* **Source document**
▬▬▬
How might the reforms being made to these provisions affect legal rights and education?

I recently went, well, sort of incognito, to a session run by my south London council on reforms being made to special educational needs (SEN).

The headline aim of the reforms is to join up the education, health and social care needs of children in a single statement (now to be called an ‘Education, Health and Care Plan’), and to avoid the provision ‘cliff’ experienced by young adults by having a statement that takes them up to the age of 25.

The reforms promise ‘a clear focus on outcomes & a personalised approach to support’, and should ‘identify a pathway through … to paid employment and independent living’.

I was incognito because when it comes to issues around special needs and disability, I have a heavy overlap between a professional interest based on law and politics and, in the past seven years, a personal one – a daughter who has severe and complex disabilities.

In this way, I suppose I am part ‘mystery shopper’.

I’ve written about these reforms before, and the ways they might dilute what are currently fairly strong protections for the education provision for children with a range of disabilities.

Some of the things said by the two council officers presenting, I then put to a barrister specialising in this area – but more of that below.

The first thing worth relating is the other parents in the room – a pretty representative cross-section of people from the area (the way our children are is, after all, randomly determined).

Certain experiences united the parents, as became obvious from comments and questions.

Parents who were present struggled with information on how to access such services as existed. Many had faced a bit of a trial getting their child statemented (the statement unlocks, and then to a large degree protects, services a child needs at least in relation to education).

They reported a range of responses from council staff with whom they have contact – including ignorance, ineptness, and an attitude that made them feel guilty for what little support they were getting.

Some reported that they had been the subject of dramatic and seemingly arbitrary withdrawal of services and support. Everyone had seen services they needed cut.

Parents struggled to be polite, faced with the version of the world presented by officers, but they did manage to be – though two had tears through the effort.

Describing this is not intended to build up the parents as the more put-upon subjects in a Dickens novel (though many there would have been good and genuine candidates).

Instead, their experience is related to point up a challenge – the system they describe across education and social care is the one that is expected to seamlessly deliver all that flows from education, health and care plans (EHCs).

As such no one, as the saying goes, would want to start from here.

Anyway, sitting alongside the EHC plan are requirements for a ‘local offer’ – a slight mis-description that in fact means centralising information about what is available for all children with SEN and disabled children, not just those with plans, rather than any change in what is on offer.
▬▬▬
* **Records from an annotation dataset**
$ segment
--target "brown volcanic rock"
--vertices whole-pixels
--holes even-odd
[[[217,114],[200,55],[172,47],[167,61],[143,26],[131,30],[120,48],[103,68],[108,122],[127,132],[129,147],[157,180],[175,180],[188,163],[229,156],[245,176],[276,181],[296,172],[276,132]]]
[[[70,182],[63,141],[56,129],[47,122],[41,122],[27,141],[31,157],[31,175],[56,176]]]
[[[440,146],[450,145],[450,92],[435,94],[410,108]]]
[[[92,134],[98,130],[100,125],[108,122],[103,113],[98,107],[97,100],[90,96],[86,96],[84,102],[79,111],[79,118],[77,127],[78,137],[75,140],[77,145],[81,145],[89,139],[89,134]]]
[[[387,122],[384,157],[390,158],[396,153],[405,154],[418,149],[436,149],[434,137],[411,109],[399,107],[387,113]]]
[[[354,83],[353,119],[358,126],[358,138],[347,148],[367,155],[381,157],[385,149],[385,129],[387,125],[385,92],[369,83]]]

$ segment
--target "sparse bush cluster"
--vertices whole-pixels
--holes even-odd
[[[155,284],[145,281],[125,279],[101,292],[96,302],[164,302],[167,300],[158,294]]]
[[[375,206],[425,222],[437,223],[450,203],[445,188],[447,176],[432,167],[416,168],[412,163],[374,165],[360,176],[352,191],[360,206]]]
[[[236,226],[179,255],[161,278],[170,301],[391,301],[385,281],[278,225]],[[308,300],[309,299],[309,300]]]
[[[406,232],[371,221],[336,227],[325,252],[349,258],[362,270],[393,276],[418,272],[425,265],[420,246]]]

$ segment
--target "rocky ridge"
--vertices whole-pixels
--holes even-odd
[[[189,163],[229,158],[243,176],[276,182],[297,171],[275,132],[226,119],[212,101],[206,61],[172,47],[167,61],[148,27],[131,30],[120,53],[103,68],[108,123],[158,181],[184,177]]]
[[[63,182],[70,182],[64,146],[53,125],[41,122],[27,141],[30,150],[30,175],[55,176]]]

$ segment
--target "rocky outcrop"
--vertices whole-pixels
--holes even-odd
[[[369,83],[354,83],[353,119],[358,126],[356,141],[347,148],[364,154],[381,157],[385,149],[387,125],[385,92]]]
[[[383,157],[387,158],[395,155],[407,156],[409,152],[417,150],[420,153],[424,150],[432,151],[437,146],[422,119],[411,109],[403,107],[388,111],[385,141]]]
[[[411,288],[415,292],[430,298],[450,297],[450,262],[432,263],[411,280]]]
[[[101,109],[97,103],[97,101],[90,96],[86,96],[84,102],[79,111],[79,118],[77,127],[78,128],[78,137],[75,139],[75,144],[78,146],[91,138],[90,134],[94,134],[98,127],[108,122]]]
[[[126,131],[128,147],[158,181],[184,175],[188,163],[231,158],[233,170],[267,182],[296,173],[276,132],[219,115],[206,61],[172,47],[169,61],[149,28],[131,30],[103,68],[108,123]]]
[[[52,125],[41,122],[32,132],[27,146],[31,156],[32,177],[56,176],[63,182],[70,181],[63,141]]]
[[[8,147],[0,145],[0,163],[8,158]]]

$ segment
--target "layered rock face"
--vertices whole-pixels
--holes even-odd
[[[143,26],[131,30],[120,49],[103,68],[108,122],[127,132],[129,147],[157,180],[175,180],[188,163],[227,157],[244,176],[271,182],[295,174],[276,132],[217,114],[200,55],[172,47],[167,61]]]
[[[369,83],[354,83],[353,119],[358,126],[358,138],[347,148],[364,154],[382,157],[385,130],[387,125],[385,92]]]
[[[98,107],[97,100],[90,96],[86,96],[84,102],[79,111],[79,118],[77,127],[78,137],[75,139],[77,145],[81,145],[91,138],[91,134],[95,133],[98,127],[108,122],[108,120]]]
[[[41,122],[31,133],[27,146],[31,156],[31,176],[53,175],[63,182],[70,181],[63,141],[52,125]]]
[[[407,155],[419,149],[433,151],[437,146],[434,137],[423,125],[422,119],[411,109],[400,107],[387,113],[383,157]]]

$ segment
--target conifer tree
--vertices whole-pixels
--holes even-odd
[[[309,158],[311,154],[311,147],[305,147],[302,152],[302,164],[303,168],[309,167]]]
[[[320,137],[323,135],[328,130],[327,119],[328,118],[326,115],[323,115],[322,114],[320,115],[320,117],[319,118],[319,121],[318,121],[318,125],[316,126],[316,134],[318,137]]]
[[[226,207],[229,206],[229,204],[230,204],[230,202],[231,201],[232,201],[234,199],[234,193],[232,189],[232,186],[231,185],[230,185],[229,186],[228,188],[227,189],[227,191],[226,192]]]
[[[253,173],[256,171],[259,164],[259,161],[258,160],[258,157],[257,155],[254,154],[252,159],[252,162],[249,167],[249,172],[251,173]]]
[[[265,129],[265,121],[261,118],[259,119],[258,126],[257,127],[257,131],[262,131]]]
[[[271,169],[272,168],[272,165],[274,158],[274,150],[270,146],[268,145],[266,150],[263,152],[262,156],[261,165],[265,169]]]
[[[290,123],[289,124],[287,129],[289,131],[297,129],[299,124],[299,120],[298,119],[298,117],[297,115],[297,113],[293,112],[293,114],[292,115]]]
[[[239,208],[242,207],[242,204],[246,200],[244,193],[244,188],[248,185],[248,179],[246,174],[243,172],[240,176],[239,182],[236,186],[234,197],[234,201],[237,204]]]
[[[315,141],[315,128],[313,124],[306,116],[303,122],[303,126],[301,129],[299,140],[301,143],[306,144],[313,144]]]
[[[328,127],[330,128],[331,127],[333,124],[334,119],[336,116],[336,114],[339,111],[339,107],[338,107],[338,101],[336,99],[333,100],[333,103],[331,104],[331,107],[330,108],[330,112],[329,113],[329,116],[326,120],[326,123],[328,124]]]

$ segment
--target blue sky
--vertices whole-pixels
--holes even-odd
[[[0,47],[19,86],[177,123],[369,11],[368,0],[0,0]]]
▬▬▬
* **Problem set**
1. For the article on special educational needs reforms, decide whether each statement agrees with it, answering yes or no and quoting the words that settle it: (a) the new plans would cover young people up to the age of 25; (b) the session was run by a north London council; (c) the "local offer" brings a change in what is on offer.
2. Carry on the article on special educational needs reforms from its final sentence.

* **Outputs in order**
1.
(a) Yes: "by having a statement that takes them up to the age of 25"
(b) No: "a session run by my south London council"
(c) No: "rather than any change in what is on offer"

2.
Another key change is the introduction of ‘personal budgets’ – where families might be given money in the form of a ‘direct payment’ to buy a service of their choice that would help one of the ‘outcomes’ the plan identifies.

We were told that the EHC plan, like the SEN statement, is a ‘legal document’, and that it was therefore as strong as the statement it replaced. So, I asked, will the protections on health and social care elements will now be as strong as education currently is?

Yes, officers said – although the true answer is much more nuanced, for example only some social care services required by specific legislation specified in the plan will actually have to be provided (see further below).

They also highlighted that in resolving disputes, there was a ‘right to a mediation’. Anyone can mediate anything, I noted; was there an ultimate right to determination? Yes, they said, this would rest with the tribunal, as it does now.

The new system is better than that originally proposed in 2011 in key ways. But when it comes to the ‘rights’ that are the necessary backdrop to decent service provision, how do they measure up?

As I did in 2011, I took my questions to Stephen Broach, a barrister at Doughty Street Chambers who specialises in SEN and disability issues.

We started with education. It is ‘broadly true’, Broach says, that the protection afforded to the education element of the plan is as strong as before under a statement – an important concession by the government.

Beyond that, it becomes more difficult. On social care what must be included in the EHC and then must be provided is defined with reference to the section 2 of the charmingly titled Chronically Sick and Disabled Persons Act 1970. This is, in Broach’s words, ‘a poorly understood piece of legislation’, which therefore points towards disputes over its meaning in the context of the EHC.

Other social care provision, primarily that made under section 17 of the Children Act 1989 to children ‘in need’, has to be included in the plan but there is no duty to provide it.

Health, he points out, will only feature in the plan insofar as it relates to education. This is in fact the case at present, although under the new system at least those health services which actually make it into the plan must actually be provided.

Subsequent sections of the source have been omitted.